> **DESCRIPTION OF THE TASK**
Rewrite the data below, replacing every "player-positioning feed" with "crowd-tracking log" and keeping everything else the same.

Data items:

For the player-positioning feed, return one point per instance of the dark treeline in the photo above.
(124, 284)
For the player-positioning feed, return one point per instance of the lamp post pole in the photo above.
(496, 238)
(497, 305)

> **EXERCISE SOLUTION**
For the crowd-tracking log, return one point per instance of the dark treeline in the photo above.
(124, 284)
For the crowd-tracking log, return one point per instance of the lamp post pole in the photo above.
(496, 238)
(497, 305)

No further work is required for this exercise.